--- begin ---

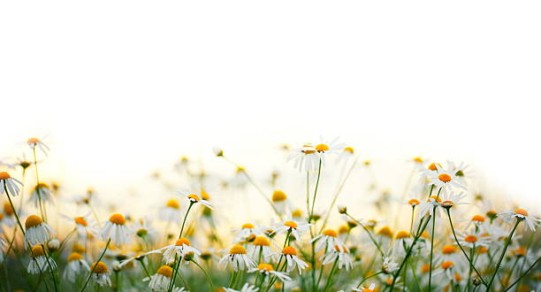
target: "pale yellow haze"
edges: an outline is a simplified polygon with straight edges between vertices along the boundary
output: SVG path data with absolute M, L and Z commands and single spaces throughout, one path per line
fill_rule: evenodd
M 280 143 L 339 135 L 400 170 L 377 173 L 381 185 L 400 190 L 408 158 L 448 158 L 475 169 L 476 188 L 539 210 L 540 11 L 538 1 L 3 2 L 0 157 L 44 137 L 44 177 L 117 194 L 181 155 L 231 172 L 214 145 L 263 181 L 293 167 L 276 159 Z

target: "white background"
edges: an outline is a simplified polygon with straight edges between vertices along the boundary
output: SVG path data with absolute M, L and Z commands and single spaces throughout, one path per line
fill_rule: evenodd
M 0 150 L 47 136 L 46 176 L 112 192 L 215 144 L 271 168 L 281 142 L 339 135 L 388 167 L 465 161 L 487 188 L 538 210 L 540 8 L 3 2 Z

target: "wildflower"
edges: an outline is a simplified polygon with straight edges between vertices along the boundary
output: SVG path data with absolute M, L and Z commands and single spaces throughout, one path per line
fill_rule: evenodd
M 274 271 L 272 265 L 269 264 L 259 264 L 257 267 L 254 267 L 248 270 L 248 273 L 260 273 L 264 276 L 273 275 L 276 276 L 281 281 L 291 280 L 291 278 L 287 273 L 284 272 Z
M 10 173 L 0 172 L 0 195 L 7 189 L 10 192 L 9 195 L 17 196 L 22 185 L 23 183 L 20 181 L 12 178 Z
M 524 230 L 527 227 L 531 231 L 536 231 L 536 227 L 541 225 L 541 220 L 538 219 L 535 219 L 528 213 L 528 211 L 523 208 L 518 208 L 511 211 L 505 211 L 498 214 L 498 217 L 501 218 L 503 220 L 509 221 L 513 219 L 517 219 L 518 220 L 524 221 Z
M 309 226 L 310 225 L 308 223 L 287 219 L 282 224 L 278 224 L 273 234 L 280 234 L 284 233 L 291 233 L 297 241 L 300 241 L 301 235 L 309 229 Z
M 25 242 L 31 245 L 44 243 L 49 241 L 52 234 L 55 234 L 55 231 L 36 215 L 30 215 L 27 218 L 25 228 L 27 229 Z
M 224 265 L 231 265 L 233 270 L 247 270 L 255 266 L 255 262 L 247 254 L 246 249 L 240 244 L 233 245 L 229 253 L 220 259 L 220 264 Z
M 299 274 L 301 273 L 303 269 L 308 267 L 308 264 L 303 262 L 299 257 L 297 257 L 297 250 L 292 246 L 286 246 L 282 250 L 282 255 L 286 257 L 287 263 L 287 268 L 286 271 L 290 273 L 295 268 L 295 265 L 299 269 Z
M 29 273 L 40 273 L 48 271 L 50 267 L 53 270 L 57 269 L 57 264 L 51 257 L 45 255 L 45 251 L 41 245 L 34 245 L 32 248 L 30 256 L 32 258 L 27 269 Z
M 316 242 L 316 251 L 319 251 L 323 249 L 328 250 L 334 246 L 341 248 L 344 246 L 344 242 L 338 238 L 338 233 L 333 229 L 325 229 L 321 232 L 320 234 L 314 237 L 310 243 Z
M 77 276 L 83 272 L 90 270 L 88 264 L 83 256 L 78 252 L 72 252 L 67 258 L 67 265 L 64 270 L 64 278 L 72 283 L 75 283 Z
M 130 233 L 124 216 L 119 213 L 110 215 L 100 231 L 100 235 L 105 241 L 110 239 L 110 242 L 116 245 L 127 243 L 130 241 Z
M 92 280 L 101 287 L 110 286 L 110 272 L 109 267 L 103 262 L 95 262 L 90 266 L 92 271 Z

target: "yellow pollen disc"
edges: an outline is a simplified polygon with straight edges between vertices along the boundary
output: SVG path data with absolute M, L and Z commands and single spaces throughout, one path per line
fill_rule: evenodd
M 409 232 L 408 231 L 399 231 L 398 234 L 396 234 L 396 236 L 394 237 L 395 239 L 401 239 L 401 238 L 408 238 L 409 237 Z
M 68 257 L 68 262 L 72 262 L 74 260 L 81 260 L 82 255 L 78 252 L 72 252 L 72 254 Z
M 284 222 L 284 226 L 285 227 L 288 227 L 290 228 L 296 228 L 297 227 L 297 223 L 295 223 L 293 221 L 286 221 L 286 222 Z
M 165 206 L 167 206 L 169 208 L 173 208 L 173 209 L 180 209 L 180 205 L 179 204 L 179 201 L 177 201 L 175 199 L 171 199 L 171 200 L 167 201 L 167 203 L 165 204 Z
M 175 242 L 176 246 L 180 246 L 182 244 L 190 245 L 191 242 L 190 241 L 188 241 L 187 238 L 184 238 L 184 237 L 179 238 L 177 242 Z
M 242 229 L 254 229 L 255 227 L 251 223 L 244 223 L 242 225 Z
M 477 222 L 484 222 L 484 217 L 481 216 L 481 215 L 476 215 L 474 217 L 471 218 L 472 221 L 477 221 Z
M 272 267 L 272 265 L 269 264 L 263 264 L 263 263 L 257 265 L 257 269 L 262 270 L 262 271 L 267 271 L 267 272 L 274 271 L 274 268 Z
M 317 144 L 316 146 L 316 150 L 320 151 L 320 152 L 328 151 L 329 150 L 329 145 L 327 145 L 327 144 Z
M 383 227 L 381 229 L 379 229 L 379 231 L 377 231 L 377 234 L 387 237 L 392 237 L 392 231 L 391 231 L 391 228 L 387 227 Z
M 467 242 L 473 243 L 473 242 L 477 241 L 477 236 L 476 236 L 476 235 L 468 235 L 468 236 L 464 237 L 464 241 Z
M 286 196 L 286 193 L 284 193 L 281 190 L 275 190 L 274 193 L 272 193 L 272 202 L 282 202 L 285 201 L 287 198 L 287 196 Z
M 336 233 L 336 231 L 332 230 L 332 229 L 325 229 L 322 232 L 322 234 L 324 235 L 327 235 L 327 236 L 331 236 L 331 237 L 336 237 L 338 236 L 338 234 Z
M 42 257 L 43 255 L 45 255 L 45 252 L 43 252 L 43 248 L 41 245 L 34 245 L 32 248 L 32 257 Z
M 122 214 L 118 214 L 118 213 L 110 215 L 110 217 L 109 218 L 109 221 L 116 225 L 125 225 L 126 224 L 126 219 L 124 219 L 124 216 L 122 216 Z
M 444 255 L 450 255 L 456 252 L 456 247 L 454 245 L 447 244 L 441 249 L 441 253 Z
M 172 268 L 169 265 L 162 265 L 156 271 L 156 273 L 159 273 L 166 278 L 171 278 L 171 276 L 172 276 Z
M 419 204 L 421 204 L 421 202 L 419 202 L 419 200 L 417 200 L 417 199 L 411 199 L 411 200 L 408 201 L 408 204 L 409 204 L 412 206 L 416 206 Z
M 522 208 L 514 209 L 514 212 L 521 214 L 522 216 L 528 216 L 528 211 Z
M 11 176 L 10 175 L 10 173 L 6 173 L 6 172 L 1 172 L 0 173 L 0 180 L 7 180 L 9 178 L 11 178 Z
M 90 266 L 90 271 L 92 271 L 92 269 L 94 269 L 94 272 L 92 272 L 94 273 L 105 273 L 109 272 L 107 265 L 105 265 L 105 263 L 103 262 L 97 262 L 92 264 L 92 265 Z
M 265 236 L 257 236 L 255 237 L 252 244 L 257 245 L 257 246 L 270 246 L 270 242 Z
M 232 255 L 246 255 L 246 249 L 240 244 L 233 245 L 231 249 L 229 249 L 229 253 Z
M 75 224 L 83 226 L 85 227 L 87 227 L 87 225 L 88 225 L 88 223 L 83 217 L 75 217 L 73 220 L 75 221 Z
M 439 179 L 439 181 L 443 181 L 443 182 L 449 182 L 451 181 L 451 175 L 447 174 L 447 173 L 441 173 L 438 176 L 438 178 Z
M 199 202 L 199 201 L 201 201 L 201 199 L 199 198 L 199 196 L 198 196 L 197 195 L 195 195 L 195 194 L 191 194 L 191 195 L 188 195 L 188 198 L 190 198 L 190 199 L 192 199 L 192 200 L 194 200 L 194 201 L 195 201 L 195 202 Z
M 286 246 L 284 248 L 284 250 L 282 250 L 282 253 L 286 256 L 296 256 L 297 250 L 295 250 L 295 248 L 293 246 Z
M 32 138 L 28 139 L 27 141 L 27 142 L 28 142 L 28 143 L 39 143 L 40 142 L 40 139 L 38 139 L 36 137 L 32 137 Z
M 30 215 L 27 218 L 27 221 L 25 222 L 25 227 L 27 229 L 37 227 L 38 225 L 43 223 L 43 220 L 39 216 Z
M 448 269 L 448 268 L 450 268 L 452 266 L 453 266 L 453 262 L 452 261 L 446 261 L 446 262 L 443 262 L 441 264 L 441 268 L 444 269 L 444 270 L 446 270 L 446 269 Z

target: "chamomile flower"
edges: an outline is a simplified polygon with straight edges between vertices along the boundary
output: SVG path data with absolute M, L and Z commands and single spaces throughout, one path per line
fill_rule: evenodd
M 327 250 L 327 253 L 321 257 L 321 261 L 323 265 L 333 264 L 334 261 L 338 261 L 339 269 L 346 268 L 348 271 L 353 268 L 353 257 L 346 246 L 335 246 Z
M 166 291 L 171 282 L 172 272 L 171 266 L 162 265 L 156 271 L 155 274 L 150 276 L 150 278 L 144 278 L 143 280 L 149 280 L 149 288 L 152 289 L 152 291 Z
M 42 150 L 42 152 L 47 156 L 47 152 L 49 152 L 50 149 L 44 142 L 42 142 L 40 139 L 36 137 L 32 137 L 27 140 L 27 143 L 30 147 L 31 150 L 35 150 L 36 148 Z
M 48 271 L 50 268 L 53 270 L 57 269 L 57 263 L 51 258 L 45 255 L 45 251 L 41 245 L 34 245 L 30 252 L 30 263 L 27 271 L 29 273 L 40 273 L 42 272 Z
M 10 173 L 0 172 L 0 195 L 3 195 L 7 190 L 9 195 L 17 196 L 22 185 L 23 183 L 20 181 L 12 178 Z
M 55 231 L 36 215 L 30 215 L 27 218 L 25 228 L 27 229 L 25 242 L 31 245 L 44 243 L 50 239 L 51 234 L 55 234 Z
M 300 221 L 294 221 L 293 219 L 286 219 L 283 223 L 278 223 L 276 225 L 276 228 L 273 231 L 273 234 L 280 234 L 285 233 L 292 234 L 297 241 L 301 241 L 301 235 L 303 233 L 308 231 L 309 227 L 310 225 L 308 223 L 303 223 Z
M 127 243 L 130 241 L 130 232 L 126 226 L 124 215 L 119 213 L 110 215 L 100 231 L 100 235 L 104 241 L 110 239 L 110 242 L 116 245 Z
M 338 233 L 334 229 L 325 229 L 317 236 L 314 237 L 310 243 L 316 242 L 316 251 L 320 251 L 324 249 L 329 250 L 335 246 L 339 248 L 344 247 L 344 242 L 338 237 Z
M 269 264 L 263 264 L 263 263 L 259 264 L 257 267 L 249 269 L 248 273 L 259 273 L 264 276 L 269 276 L 269 275 L 276 276 L 278 280 L 283 282 L 291 280 L 291 278 L 287 275 L 286 273 L 274 271 L 274 268 L 272 267 L 272 265 Z
M 523 208 L 514 209 L 514 211 L 505 211 L 498 214 L 498 217 L 501 218 L 505 221 L 509 221 L 514 219 L 524 221 L 524 230 L 530 228 L 531 231 L 536 231 L 536 227 L 541 225 L 541 220 L 535 219 L 528 213 L 528 211 Z
M 64 270 L 63 276 L 68 281 L 75 283 L 77 276 L 88 273 L 90 266 L 83 256 L 78 252 L 72 252 L 67 258 L 67 265 Z
M 255 266 L 255 262 L 248 255 L 246 249 L 240 244 L 235 244 L 229 249 L 229 252 L 220 259 L 219 263 L 223 265 L 231 265 L 235 272 Z
M 92 271 L 91 278 L 101 287 L 110 286 L 110 272 L 109 267 L 103 262 L 95 262 L 90 266 Z
M 302 270 L 308 267 L 308 264 L 297 257 L 297 250 L 293 246 L 286 246 L 282 250 L 282 255 L 286 257 L 287 263 L 286 272 L 291 273 L 295 266 L 299 269 L 299 274 L 302 273 Z
M 180 204 L 176 199 L 167 201 L 158 212 L 158 218 L 166 222 L 179 222 L 180 217 Z
M 201 204 L 207 208 L 212 209 L 212 204 L 210 202 L 202 199 L 197 194 L 184 191 L 177 191 L 175 194 L 186 196 L 190 201 L 190 204 Z

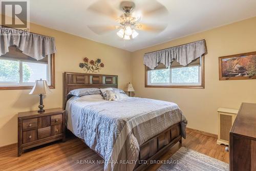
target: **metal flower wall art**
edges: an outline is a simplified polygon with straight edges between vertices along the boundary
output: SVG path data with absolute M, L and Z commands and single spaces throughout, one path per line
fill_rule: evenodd
M 86 73 L 99 72 L 101 68 L 104 68 L 104 63 L 101 62 L 100 59 L 97 59 L 95 61 L 90 60 L 87 57 L 83 59 L 83 62 L 79 63 L 79 67 L 83 69 Z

--- end ---

> Task requirements
Copy the listing from its start through the line containing "M 0 150 L 47", swapping "target" for "label" and changing nothing else. Leave the pictures out of your copy.

> Written answer
label: "pale yellow haze"
edges: an outline is a simplified polygon with straight edges between vertices along the boundary
output: SVG path data with absolute M, L and Z commands and single spaces throughout, one path per line
fill_rule: evenodd
M 280 143 L 339 135 L 400 170 L 377 173 L 381 185 L 400 190 L 408 158 L 448 158 L 475 169 L 476 188 L 539 210 L 540 11 L 538 1 L 3 2 L 0 157 L 44 137 L 44 177 L 117 194 L 181 155 L 231 172 L 214 145 L 263 181 L 293 167 L 276 159 Z

label: "white background"
edges: an outline is a simplified polygon with straight edges between vertices along the boundary
output: SVG path data with absolute M, L and Z commands and single spaces throughout, one path per line
fill_rule: evenodd
M 0 150 L 47 136 L 46 176 L 112 192 L 215 144 L 271 168 L 281 142 L 339 135 L 388 167 L 465 161 L 487 188 L 538 210 L 540 8 L 3 2 Z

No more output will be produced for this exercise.